**** Dataset
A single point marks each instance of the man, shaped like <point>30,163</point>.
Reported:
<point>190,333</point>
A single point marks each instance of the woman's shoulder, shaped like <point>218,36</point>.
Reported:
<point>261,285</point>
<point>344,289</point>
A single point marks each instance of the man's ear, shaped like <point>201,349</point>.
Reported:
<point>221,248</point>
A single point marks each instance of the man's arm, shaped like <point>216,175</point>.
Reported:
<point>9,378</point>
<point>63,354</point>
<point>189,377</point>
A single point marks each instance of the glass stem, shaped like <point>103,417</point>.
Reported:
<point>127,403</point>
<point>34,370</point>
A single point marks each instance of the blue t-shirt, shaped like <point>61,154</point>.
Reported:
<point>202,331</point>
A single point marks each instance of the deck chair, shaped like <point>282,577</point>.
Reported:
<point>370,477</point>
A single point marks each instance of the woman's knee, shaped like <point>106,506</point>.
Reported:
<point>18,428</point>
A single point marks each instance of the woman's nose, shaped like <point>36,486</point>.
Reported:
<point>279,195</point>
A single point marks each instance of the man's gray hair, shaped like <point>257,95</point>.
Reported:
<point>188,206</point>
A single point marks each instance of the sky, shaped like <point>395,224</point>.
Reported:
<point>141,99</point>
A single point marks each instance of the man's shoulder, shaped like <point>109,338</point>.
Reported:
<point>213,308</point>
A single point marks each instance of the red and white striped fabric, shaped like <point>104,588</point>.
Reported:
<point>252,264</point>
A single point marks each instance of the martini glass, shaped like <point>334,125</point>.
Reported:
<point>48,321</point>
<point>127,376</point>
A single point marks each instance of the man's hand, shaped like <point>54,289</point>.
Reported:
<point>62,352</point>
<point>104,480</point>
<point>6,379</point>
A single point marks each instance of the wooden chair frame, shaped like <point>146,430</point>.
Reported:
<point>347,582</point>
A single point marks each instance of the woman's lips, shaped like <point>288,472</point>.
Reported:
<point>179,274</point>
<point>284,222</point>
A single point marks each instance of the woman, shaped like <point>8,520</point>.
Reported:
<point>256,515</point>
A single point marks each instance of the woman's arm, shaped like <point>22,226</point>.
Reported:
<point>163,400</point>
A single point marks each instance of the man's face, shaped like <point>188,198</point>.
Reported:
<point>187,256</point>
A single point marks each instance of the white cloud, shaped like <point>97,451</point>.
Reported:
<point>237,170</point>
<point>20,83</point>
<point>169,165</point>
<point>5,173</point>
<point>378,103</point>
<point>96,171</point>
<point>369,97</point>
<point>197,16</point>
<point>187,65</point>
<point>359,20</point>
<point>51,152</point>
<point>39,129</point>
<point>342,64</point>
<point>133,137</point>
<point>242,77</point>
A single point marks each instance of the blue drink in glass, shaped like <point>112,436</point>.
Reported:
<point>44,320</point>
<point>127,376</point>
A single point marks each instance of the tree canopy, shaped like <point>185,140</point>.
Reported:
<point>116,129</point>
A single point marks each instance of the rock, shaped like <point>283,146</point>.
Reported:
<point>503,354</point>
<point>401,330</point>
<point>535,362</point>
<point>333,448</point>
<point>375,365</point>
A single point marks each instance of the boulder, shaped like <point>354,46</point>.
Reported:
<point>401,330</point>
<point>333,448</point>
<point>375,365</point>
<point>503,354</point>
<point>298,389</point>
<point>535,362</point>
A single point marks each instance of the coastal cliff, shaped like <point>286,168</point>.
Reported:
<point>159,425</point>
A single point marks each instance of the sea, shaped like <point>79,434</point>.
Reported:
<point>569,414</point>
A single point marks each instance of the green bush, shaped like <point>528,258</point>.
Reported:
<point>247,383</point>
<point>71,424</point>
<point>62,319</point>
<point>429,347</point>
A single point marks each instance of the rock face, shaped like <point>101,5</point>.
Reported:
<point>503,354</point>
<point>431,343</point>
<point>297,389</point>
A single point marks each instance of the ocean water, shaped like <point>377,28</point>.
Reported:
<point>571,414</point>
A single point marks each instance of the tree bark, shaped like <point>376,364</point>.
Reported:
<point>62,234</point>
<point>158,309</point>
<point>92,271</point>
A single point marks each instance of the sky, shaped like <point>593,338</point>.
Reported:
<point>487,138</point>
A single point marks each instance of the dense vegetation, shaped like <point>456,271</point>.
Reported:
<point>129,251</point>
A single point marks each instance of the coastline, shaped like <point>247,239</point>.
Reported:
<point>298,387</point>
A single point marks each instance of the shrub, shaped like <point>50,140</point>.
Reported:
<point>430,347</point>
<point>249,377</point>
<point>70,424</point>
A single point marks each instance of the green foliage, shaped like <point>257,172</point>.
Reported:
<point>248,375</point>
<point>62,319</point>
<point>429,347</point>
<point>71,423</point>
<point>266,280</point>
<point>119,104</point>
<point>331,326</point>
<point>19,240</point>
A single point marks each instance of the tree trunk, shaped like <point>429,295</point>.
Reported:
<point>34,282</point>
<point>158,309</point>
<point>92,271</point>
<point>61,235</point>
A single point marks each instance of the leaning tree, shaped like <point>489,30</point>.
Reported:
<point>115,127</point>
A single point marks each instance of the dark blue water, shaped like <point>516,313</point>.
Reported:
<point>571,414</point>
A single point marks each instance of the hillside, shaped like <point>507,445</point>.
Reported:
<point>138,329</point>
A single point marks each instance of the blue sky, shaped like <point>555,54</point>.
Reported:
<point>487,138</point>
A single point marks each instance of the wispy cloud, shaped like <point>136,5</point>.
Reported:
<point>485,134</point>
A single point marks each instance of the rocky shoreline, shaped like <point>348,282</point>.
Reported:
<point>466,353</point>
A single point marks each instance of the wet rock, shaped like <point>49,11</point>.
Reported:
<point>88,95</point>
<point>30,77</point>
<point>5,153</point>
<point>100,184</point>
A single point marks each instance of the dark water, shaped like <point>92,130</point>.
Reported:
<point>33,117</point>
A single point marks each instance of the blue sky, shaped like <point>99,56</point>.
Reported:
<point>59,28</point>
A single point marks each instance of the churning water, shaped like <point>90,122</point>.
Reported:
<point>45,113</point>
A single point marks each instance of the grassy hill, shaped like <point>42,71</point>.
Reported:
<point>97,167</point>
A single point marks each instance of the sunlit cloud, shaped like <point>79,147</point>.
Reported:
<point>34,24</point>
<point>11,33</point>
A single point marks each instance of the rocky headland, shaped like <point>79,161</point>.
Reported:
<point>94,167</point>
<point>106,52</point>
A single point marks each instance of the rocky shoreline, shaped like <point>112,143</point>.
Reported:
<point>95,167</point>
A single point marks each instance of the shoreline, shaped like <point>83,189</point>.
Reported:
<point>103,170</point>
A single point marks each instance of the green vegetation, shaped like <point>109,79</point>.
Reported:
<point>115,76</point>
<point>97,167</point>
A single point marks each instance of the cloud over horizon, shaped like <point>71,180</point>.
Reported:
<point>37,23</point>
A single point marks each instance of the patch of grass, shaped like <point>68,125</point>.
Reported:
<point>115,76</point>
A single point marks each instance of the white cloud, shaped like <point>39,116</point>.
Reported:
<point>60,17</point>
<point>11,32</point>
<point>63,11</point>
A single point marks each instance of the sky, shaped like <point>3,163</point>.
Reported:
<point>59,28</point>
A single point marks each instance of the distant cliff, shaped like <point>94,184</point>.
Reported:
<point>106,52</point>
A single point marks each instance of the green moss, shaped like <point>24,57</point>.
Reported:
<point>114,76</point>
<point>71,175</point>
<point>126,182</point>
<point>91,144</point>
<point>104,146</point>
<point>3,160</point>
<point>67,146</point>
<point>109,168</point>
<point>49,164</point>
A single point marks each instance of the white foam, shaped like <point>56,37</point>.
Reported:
********
## What you are asked to do
Everything from the line containing "shaped like <point>39,116</point>." to the end of the data above should be quoted exactly, please, both ends included, and nothing outside that span.

## Result for this task
A single point marks each instance of the white cloud, shaped like <point>39,116</point>.
Reported:
<point>60,17</point>
<point>11,32</point>
<point>63,11</point>
A single point marks each instance of the sky, shaped like <point>3,163</point>.
Reported:
<point>59,28</point>
A single point marks each instance of the distant cliff, shaped like <point>94,184</point>.
Reported:
<point>106,52</point>
A single point marks each instance of the green moss, shaped like <point>24,57</point>.
Reported:
<point>114,76</point>
<point>71,175</point>
<point>126,182</point>
<point>91,144</point>
<point>104,146</point>
<point>3,160</point>
<point>67,146</point>
<point>109,168</point>
<point>49,164</point>
A single point marks each instance of the white foam, shaped like <point>56,37</point>.
Reported:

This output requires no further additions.